# Sağlanan Metin

**********

Herkes FETÖ tehdidi altında!
Devletin kurumlarına sinsice giren kendinden olmayana baskı yapan, kumpas kuran, iftiralar atan illet bir örgüt olan Fetö herkese karşı bir tehdit unsuru oldu.
Star yazarı ve Sosyal Güvenlik Uzmanı Resul Kurt bugünkü yazısında herkesin nasıl bir Fetö tehtidi altında olduğunu ve bu tehditten kurtulmak için neler yapılması gerektiğini kaleme aldı.
İşte o yazı:
Bir aydır darbe teşebbüsünü ve kalkışmanın ülkemize verdiği zararları konuşuyoruz. FETÖ denen örgüt ve bu örgütün iblis ve habis ruhlu elebaşının 40 yıldır nasıl ilmik ilmik çorap ördüğünü şimdi daha net anlıyoruz, daha net görüyoruz.
Öyle habis ruhlu bir örgütten bahsediyoruz ki, tüm vatandaşlarımızı fişleyen, Emniyet, SGK ve Maliye gibi kurumların alt yapılarını ve toplanan bilgileri şantaj, kumpas, baskı ve tehdit için kullanan, menfaat için kamu görevlerini sonuna kadar kullanan, insanlara ve şirketlere himmet-burs-kurban vs için mali polis, savcı, hakim, askeri personel, genel müdür, müsteşar, daire başkanı vs gibi tüm unvan ve görevlerde fütursuzca herkese baskı yapan bir örgüt. Kendinden olmayana iftira eden, karalayan, her türlü kumpas ve rezaleti mazur gören illet bir örgüt.

**********

# Sağlanan Bilgiler
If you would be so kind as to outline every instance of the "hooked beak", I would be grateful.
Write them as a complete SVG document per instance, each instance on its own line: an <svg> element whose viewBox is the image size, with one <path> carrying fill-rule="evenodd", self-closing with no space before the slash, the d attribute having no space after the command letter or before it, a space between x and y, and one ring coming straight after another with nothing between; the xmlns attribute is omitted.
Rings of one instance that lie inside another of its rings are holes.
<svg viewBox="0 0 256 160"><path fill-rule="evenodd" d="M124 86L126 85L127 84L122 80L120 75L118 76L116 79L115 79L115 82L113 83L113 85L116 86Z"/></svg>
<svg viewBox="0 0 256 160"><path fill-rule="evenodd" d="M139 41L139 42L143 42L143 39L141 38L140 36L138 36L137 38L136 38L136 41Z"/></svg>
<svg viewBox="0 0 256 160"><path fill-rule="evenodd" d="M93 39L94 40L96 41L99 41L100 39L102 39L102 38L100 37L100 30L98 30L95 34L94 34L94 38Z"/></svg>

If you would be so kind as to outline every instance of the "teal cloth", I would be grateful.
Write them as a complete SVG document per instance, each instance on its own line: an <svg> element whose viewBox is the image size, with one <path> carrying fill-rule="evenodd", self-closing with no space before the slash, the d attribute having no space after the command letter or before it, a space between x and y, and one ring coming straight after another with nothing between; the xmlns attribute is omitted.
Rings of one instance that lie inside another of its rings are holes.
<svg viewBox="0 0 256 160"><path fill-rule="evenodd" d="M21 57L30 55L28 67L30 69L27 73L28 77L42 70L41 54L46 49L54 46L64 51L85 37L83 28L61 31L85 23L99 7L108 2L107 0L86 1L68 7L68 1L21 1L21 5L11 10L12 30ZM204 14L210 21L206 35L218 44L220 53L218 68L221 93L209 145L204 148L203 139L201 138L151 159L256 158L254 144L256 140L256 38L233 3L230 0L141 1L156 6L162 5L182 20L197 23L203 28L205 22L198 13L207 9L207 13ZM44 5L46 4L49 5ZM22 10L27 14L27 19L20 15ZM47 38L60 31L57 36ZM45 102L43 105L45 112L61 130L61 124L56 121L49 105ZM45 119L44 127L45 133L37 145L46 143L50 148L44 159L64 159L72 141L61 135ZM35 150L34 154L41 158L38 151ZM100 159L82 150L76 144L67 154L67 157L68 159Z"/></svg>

**********

# Görevin Kapsamı
FETÖ tehdidine ilişkin metinde "Devletin kurumlarına sinsice" ifadesiyle başlayıp "tehdit unsuru oldu." ifadesiyle biten bölümü hiçbir değişiklik yapmadan yazınız. Satırlar, metinden bağımsız ayrı bir malzemedir.

# Alıştırma Sonucu
Devletin kurumlarına sinsice giren kendinden olmayana baskı yapan, kumpas kuran, iftiralar atan illet bir örgüt olan Fetö herkese karşı bir tehdit unsuru oldu.